- _Work instructions_:
• a. In the account of the Cray Fortran OpenMP bug, when did NERSC file a report with Cray?
• b. According to the account of the Cray Fortran OpenMP bug, why does the writer expect Cray's OpenMP implementation to be stable by now?
• c. Continue the account of the Cray Fortran OpenMP bug from its final sentence.

- _Document passage_:
▼
I found a problem in the Fortran 90 program that I have ported to a Cray
J90 which I can reproduce with small test programs. The program makes use
of OpenMP and there is a bug in Cray's implementation of Fortran 90. I
reported this to the local help desk at NERSC. They filed a report with
Cray in March. The consultant at NERSC optimistically predicted that the
bug would be fixed in *three* months. In fact Cray were still testing
their bug fix in late June and a Fortran 90 compiler with the bug fix
still hasn't been installed on the local J90.
The Cray PVPs Fortran compilers have their own proprietary autotasking
directives for shared memory programming. I think support for OpenMP was
added relatively recently. However, the Cray Fortran manual does say that
the autotasking directives are now deprecated and that OpenMP should be
used so presumably their implementation of OpenMP should now be stable?
I note in passing that Cray were recently sold by SGI to Tera. SGI kept
their Origin 2000 line going. (Great machines, by the way :)
Anyway, enough complaining about Cray. I will describe the bug and would
like to know if anybody has any suggestions of a good workaround. At
present I use "C$omp parallel do, if(nloop.ne.1)" where nloop is the final
value of the loop variable. However, this extra check may have a
performance penalty (but without it, presumably anything can happen...).
▲
- _Items_:
▼
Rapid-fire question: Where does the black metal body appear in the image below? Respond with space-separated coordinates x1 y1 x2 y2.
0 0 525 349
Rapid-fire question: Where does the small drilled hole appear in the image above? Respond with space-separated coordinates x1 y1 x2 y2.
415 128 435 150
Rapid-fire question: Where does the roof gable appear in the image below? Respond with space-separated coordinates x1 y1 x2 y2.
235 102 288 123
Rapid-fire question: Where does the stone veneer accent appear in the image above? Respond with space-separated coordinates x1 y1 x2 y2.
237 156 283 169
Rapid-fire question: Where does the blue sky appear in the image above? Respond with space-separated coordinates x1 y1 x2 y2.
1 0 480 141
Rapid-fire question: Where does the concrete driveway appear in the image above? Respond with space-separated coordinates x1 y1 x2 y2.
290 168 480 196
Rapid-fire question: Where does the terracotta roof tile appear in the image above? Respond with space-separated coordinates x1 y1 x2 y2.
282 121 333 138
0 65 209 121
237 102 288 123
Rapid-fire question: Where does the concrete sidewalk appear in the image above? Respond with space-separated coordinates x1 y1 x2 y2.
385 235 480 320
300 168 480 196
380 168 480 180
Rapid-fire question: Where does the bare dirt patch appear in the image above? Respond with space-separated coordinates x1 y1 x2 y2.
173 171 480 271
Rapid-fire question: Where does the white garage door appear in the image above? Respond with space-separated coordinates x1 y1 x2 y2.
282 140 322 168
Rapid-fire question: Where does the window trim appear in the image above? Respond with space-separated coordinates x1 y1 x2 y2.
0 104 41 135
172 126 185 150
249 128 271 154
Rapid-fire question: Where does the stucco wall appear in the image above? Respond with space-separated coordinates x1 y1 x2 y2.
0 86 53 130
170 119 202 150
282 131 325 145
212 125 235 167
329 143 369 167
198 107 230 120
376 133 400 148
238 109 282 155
▲
- _Responses by task_:
• a. NERSC filed the report with Cray in March.

• b. The Cray Fortran manual says that Cray's own autotasking directives are now deprecated and that OpenMP should be used instead. From this, the writer presumes that Cray's implementation of OpenMP should now be stable.

• c.
I am also interested if anybody else has had problems with OpenMP with
this compiler.
When I have code similar to below:
C$comp parallel do
do i=1,nloop
.
.
.
C carry out some action - e.g. call a subroutine
.
.
.
enddo
C
and nloop=1 with the program running on more than one processor, I find
that this crashes with a floating point error. In general, there probably
isn't any good reason to parallelise a do loop with 'do i=1,1'; but this
would mean that there has to be extra code to handle nloop=1; as a special
case. (This could end up with a lot of changes in the program.) I should
explain that in the original program the 'similar' loop is intended to
divide up work between different processors. It is probably a bug that
the 'nloop' variable can ever end up equal to one when the program is
running on more than one processor. However, it is surprising to me that
it causes the program to crash rather than just waste some CPU time.
Of related interest, I find a small test program with do i=1,1...enddo and
the OpenMP directives as above produces a compile-time error message (with
the '-O 1' level of optimisation and above). Apparently the optimisation
generates a divide by zero and this causes a small test program to fail to
compile. If the OpenMP directive isn't there then the code does compile
successfully.
William Nicholson
For those are interested here is the code for the first mentioned test
program. Run it on more than one CPU and enter 1 when prompted and
watch the program bomb. (By the way, the reason I have written the program
so that one enters a value for nloop is that at the higher optimisation
levels, if nloop is initialised to 1 in the program then the optimisation
just takes the loop out.)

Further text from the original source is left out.